_EXERCISE OBJECTIVE:_ Find the line containing "reply: (371, 1020).". Retype it and every line after it through the end of the entries, exactly as written, with nothing added.

_DATA FOR THIS EXERCISE:_
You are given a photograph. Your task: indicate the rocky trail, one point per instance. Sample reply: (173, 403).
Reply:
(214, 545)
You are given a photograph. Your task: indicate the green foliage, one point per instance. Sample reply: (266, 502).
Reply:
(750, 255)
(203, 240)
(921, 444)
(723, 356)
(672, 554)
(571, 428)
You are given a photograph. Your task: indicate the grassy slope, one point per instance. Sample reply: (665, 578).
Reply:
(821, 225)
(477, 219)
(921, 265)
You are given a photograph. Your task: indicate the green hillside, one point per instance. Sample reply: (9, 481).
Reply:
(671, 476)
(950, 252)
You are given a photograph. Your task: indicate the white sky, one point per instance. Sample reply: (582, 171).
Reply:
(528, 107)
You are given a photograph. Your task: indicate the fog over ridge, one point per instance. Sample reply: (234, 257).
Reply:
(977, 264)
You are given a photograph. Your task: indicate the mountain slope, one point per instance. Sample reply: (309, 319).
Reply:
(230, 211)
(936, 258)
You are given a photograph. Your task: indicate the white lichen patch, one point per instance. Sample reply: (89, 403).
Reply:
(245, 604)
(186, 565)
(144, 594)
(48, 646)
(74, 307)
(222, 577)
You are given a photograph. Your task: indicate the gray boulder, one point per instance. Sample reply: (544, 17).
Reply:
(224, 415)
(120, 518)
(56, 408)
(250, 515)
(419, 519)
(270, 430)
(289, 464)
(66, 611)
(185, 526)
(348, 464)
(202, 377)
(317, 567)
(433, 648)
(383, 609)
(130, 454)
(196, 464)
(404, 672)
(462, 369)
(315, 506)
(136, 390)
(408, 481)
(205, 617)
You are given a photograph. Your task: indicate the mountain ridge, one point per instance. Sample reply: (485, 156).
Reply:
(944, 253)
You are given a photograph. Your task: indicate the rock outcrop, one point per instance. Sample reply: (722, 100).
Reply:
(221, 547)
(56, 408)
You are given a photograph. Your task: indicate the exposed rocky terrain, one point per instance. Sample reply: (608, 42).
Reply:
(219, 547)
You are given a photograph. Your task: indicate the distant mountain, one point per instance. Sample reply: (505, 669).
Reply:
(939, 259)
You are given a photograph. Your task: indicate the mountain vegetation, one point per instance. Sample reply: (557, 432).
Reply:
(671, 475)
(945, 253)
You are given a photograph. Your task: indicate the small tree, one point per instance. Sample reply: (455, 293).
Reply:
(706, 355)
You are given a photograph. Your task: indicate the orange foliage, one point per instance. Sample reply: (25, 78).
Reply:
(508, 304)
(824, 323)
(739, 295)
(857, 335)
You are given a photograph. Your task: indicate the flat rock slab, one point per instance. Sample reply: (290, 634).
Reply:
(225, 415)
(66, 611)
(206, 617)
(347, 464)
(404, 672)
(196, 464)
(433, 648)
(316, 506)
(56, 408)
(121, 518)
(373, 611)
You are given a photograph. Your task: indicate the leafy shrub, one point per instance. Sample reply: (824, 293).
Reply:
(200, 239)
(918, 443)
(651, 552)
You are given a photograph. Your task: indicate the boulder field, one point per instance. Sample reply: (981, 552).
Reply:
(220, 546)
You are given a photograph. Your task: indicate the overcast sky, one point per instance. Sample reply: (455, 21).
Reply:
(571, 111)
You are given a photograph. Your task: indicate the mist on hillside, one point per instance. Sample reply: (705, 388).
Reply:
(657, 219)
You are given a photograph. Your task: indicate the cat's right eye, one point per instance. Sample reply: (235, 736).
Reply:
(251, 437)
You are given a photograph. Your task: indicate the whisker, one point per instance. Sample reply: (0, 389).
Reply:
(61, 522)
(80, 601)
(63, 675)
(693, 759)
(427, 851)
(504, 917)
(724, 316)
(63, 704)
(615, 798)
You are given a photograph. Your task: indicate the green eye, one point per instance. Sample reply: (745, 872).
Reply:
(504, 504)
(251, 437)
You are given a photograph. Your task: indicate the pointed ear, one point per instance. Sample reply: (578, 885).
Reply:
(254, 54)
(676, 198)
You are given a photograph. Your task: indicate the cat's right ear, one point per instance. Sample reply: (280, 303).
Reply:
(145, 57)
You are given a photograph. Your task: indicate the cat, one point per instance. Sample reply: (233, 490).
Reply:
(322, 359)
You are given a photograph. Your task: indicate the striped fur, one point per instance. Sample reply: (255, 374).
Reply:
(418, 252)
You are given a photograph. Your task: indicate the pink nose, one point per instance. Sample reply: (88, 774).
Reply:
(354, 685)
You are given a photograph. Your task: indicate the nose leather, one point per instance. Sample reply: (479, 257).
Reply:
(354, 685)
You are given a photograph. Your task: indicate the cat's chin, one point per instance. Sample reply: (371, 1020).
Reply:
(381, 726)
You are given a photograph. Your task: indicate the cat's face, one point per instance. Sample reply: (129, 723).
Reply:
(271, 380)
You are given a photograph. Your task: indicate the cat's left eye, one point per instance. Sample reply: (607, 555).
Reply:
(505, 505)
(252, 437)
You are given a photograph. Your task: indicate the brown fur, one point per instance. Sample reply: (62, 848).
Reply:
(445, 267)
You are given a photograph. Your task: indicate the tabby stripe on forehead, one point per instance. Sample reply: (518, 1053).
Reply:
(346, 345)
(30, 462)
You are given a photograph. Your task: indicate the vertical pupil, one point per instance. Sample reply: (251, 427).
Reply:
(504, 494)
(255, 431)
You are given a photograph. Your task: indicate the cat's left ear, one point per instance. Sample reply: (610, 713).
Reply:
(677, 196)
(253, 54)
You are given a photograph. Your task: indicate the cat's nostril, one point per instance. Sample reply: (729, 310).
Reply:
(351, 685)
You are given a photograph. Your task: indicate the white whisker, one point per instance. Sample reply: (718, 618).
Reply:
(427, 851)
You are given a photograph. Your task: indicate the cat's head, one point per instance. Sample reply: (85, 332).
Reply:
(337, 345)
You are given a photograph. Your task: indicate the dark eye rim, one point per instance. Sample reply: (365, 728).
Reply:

_REPLY TO THE EXERCISE:_
You are given a photograph. Your task: indicate the cat's chin, one point per instance. Sample reply: (371, 1020).
Reply:
(381, 726)
You are given a photograph. Your task: indicate the cat's face, one point per instance. Sample reply: (129, 723).
Reply:
(271, 380)
You are given a photograph. Your task: indicate the cat's left eye, one point per instance. Sample reply: (607, 555).
Reply:
(505, 505)
(252, 437)
You are given a photograph. Your task: indicate the brown fur, one point per instance. Sample reply: (62, 848).
Reply:
(445, 267)
You are given a photograph. Your task: indicate the tabby stripe on forehead, one point per instance. Sample reply: (518, 1053).
Reply:
(346, 345)
(30, 462)
You are given a photograph. Your task: indicate the vertical pupil, one point per instance. Sample reply: (251, 427).
Reply:
(504, 494)
(255, 431)
You are given a photograph. Your task: indicate the cat's left ear, one point per instance. Sample reply: (610, 713).
Reply:
(677, 196)
(253, 54)
You are given a photograph. Your task: indicate the cat's nostril, one point per instance. Sample reply: (729, 310).
Reply:
(351, 685)
You are given a photograph. Your task: indicate the white whisker, one point per instance. Sample reply: (718, 618).
Reply:
(427, 851)
You are given a photograph. Your task: indicate the cat's head, one point per instance. Sample reply: (85, 332).
Reply:
(337, 345)
You are given a photograph. Your task: indicate the dark eye rim, one point per instance. Sample reply: (365, 728).
Reply:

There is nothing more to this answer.